> **Prompt 1**:
Answer these from the Cell-Graph workflow text:
(a) At most how many cells may each segmented region of an mIHC image contain?
(b) In what ratio was the dataset split into training, validation, and test sets?
(c) Which toolkit was used to tune the GNN hyperparameters?
> **Prompt 2**: Continue the Cell-Graph workflow text from where it stops.

> **Extract to read**:
# # # # # # #
The key steps of the workflow are as follows: (1) Image pre-processing: Sub-sampling and Cell-Graph generation were performed at this step. Specifically, each mIHC image was firstly segmented into multiple non-overlapping regions with no more than 100 cells. For each region, we built a graph where each cell was represented as a node and the reciprocal of the Euclidean distance of each cell-cell pair was used to establish edges between them with a distance of fewer than 20 μm. Detailed information can be found in the section “Cell-Graph construction” of Methods. Then, we extracted a total of 35 features (as shown in Table 1) for each cell as the node attributes, including five optical features for each biomarker and five morphological features for each cell. Such generated cell-based graph is referred to as Cell-Graph13,20. There are ~90 Cell-Graphs constructed for each mIHC image (for each patient). Cell-Graphs originated from the same mIHC image share the same label with the corresponding patient. (2) Data split: After Cell-Graph construction, the whole dataset was partitioned into the training, validation, and test sets with the ratio of 0.64:0.16:0.20 at the patient level. In addition, we also generated the files for performing fivefold cross-validation by generating five non-overlapping training-validation subsets and evaluating the model performance on these fivefold subsets. (3) Hyperparameter optimization: We utilized the Hyperopt toolkit27 from the Ray software package28 to tune the hyperparameters of GNN models. The optimized hyperparameters were then used for the follow-up model training and performance evaluation. (4) Model performance evaluation and data visualization: To comprehensively assess the capability and reliability of our GNN model, we evaluate model performance using multi-run model training, fivefold cross-validation, and independent tests. The test results were visualized by generating the receiver-operating characteristic (ROC) curves, confusion matrix, and boxplots of Accuracy, F1-Score, and Matthews Correlation Coefficient (MCC). Performance metrics are defined in Section “Metrics of model performance evaluation” in the Supplementary material.
# # # # # # #
(Excerpts from a dataset)
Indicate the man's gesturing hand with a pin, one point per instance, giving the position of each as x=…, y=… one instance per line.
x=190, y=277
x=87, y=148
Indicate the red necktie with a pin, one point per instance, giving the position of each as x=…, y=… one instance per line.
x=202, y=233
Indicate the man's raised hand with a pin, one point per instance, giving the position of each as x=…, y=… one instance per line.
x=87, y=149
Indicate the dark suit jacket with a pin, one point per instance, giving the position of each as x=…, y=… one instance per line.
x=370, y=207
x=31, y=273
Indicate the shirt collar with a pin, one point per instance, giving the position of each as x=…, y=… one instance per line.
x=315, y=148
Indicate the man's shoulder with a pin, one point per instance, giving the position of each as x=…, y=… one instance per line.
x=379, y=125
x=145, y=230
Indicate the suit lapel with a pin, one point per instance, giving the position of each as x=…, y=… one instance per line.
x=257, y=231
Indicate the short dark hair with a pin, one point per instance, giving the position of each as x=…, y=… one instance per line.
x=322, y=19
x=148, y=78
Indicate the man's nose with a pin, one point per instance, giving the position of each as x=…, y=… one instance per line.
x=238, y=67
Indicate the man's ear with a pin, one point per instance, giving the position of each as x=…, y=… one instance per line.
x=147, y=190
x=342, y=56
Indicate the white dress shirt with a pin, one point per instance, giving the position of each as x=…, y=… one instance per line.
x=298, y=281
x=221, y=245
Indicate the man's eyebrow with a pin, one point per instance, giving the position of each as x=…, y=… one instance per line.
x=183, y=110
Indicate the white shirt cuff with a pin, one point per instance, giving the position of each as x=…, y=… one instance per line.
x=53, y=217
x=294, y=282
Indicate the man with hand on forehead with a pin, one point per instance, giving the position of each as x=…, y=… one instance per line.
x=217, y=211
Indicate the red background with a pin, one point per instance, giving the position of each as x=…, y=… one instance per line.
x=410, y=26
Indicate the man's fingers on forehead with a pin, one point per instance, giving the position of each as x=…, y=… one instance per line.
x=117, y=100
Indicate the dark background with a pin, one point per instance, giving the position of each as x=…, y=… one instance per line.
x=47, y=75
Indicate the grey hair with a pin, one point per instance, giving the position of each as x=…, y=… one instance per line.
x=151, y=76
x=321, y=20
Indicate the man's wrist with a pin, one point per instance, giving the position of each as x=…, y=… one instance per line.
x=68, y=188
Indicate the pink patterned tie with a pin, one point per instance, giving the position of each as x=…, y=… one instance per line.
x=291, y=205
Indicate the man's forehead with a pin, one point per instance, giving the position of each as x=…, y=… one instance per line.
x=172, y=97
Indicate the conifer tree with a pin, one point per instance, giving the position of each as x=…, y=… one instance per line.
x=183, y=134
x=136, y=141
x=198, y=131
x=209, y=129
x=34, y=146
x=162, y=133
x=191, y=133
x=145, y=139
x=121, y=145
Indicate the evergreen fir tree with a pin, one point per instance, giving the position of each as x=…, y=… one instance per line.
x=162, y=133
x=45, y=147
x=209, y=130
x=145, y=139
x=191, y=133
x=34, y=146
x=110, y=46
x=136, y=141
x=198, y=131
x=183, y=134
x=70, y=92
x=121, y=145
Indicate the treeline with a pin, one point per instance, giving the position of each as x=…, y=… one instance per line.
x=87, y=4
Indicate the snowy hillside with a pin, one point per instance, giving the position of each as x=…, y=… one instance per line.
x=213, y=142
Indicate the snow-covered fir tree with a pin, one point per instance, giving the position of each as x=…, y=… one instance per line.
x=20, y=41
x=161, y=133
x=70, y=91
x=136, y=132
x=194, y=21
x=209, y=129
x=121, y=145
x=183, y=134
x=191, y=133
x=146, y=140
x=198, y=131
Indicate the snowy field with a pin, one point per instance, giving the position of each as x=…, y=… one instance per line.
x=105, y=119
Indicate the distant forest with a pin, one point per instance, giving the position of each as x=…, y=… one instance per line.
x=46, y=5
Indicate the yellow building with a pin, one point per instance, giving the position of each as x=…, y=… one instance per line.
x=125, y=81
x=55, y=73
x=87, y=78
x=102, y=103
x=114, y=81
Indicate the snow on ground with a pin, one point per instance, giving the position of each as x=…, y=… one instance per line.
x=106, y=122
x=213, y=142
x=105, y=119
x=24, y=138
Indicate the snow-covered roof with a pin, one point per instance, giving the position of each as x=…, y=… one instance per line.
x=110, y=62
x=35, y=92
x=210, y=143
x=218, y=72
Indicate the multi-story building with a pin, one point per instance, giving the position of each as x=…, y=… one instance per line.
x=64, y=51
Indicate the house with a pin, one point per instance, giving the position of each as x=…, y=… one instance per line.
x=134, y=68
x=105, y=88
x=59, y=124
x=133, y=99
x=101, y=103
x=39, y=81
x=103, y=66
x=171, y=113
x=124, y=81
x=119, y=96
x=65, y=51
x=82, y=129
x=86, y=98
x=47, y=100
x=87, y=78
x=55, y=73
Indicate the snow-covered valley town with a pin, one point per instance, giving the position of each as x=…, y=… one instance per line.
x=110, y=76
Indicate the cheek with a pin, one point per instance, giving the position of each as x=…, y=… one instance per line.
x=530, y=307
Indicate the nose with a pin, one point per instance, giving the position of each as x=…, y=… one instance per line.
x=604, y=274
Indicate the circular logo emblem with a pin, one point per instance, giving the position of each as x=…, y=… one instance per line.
# # # # # # #
> **Written answer 1**:
(a) No more than 100 cells.
(b) 0.64:0.16:0.20, at the patient level.
(c) The Hyperopt toolkit from the Ray software package.

> **Written answer 2**:
Performance benchmarking of different GNN models for prognosis prediction
We constructed four different types of GNN models and examined their performance in predicting the OS of gastric cancer patients, including GINTopK, GINSAG, GCNTopK, and GCNSAG. Here, GIN23, and GCN29 are two graph convolution computational units (differences can be seen in Supplementary Fig. 2), whereas TopKPooling22,30,31 and SAGPooling31,32 are two graph pooling computational units. The graph convolutional and pooling layers are the core components of the GNN architecture. Fivefold cross-validation was conducted to assess the model of each GNN model on both binary- and ternary-classification tasks. The results are averaged on ten repetitions of fivefold cross-validation for GINTopK on binary classification (as shown in Supplementary Fig. 3) to circumvent the randomness of the model during training. In this procedure, Accuracy, F1-Score, MCC, and AUROC were calculated to evaluate the performance. Figure 2a illustrates the performance results of binary classification on fivefold cross-validation. As we observe, the median values of both Accuracy and F1-score for the four GNNs ranged from 0.83 to 0.92, while the median values of MCC ranged from 0.66 to 0.84, respectively. Figure 2b shows the performance results of ternary classification on fivefold cross-validation. We can see that the ternary-class classification models achieved the median values of Accuracy ranging from 0.76 to 0.82, F1-score from 0.64 to 0.72, and MCC from 0.46 to 0.5, respectively. According to the results shown in Fig. 2a, b, GINTopK slightly outperformed the other three GNN models on both binary- and ternary classifications. Therefore, GINTopK was selected as the best-performing GNN model and employed for subsequent performance benchmarking and survival analysis.
ROC curves of GINTopK on the binary- and ternary-classification tasks are illustrated in Fig. 2c, d, respectively. The binary-class GINTopK model achieved the AUROC value of 0.96 ± 0.01 on fivefold cross-validation. In contrast, the ternary-class GINTopK classifier reached the AUROC values of 0.834 ± 0.015, 0.771 ± 0.024, and 0.904 ± 0.012 for short-term (<12 months), medium-term (>12 and <60 months), and long-term (>60 months) on fivefold cross-validation, respectively (Fig. 2d). Moreover, the performance results of the binary class GINTopK model on ten repetitions of fivefold cross-validation are displayed in Supplementary Fig. 3. We can see that the median values of both Accuracy and F1-score were within the range of 0.90-0.93 (MCC values ranged from 0.80 to 0.86), thereby suggesting the stability of our proposed GINTopK model.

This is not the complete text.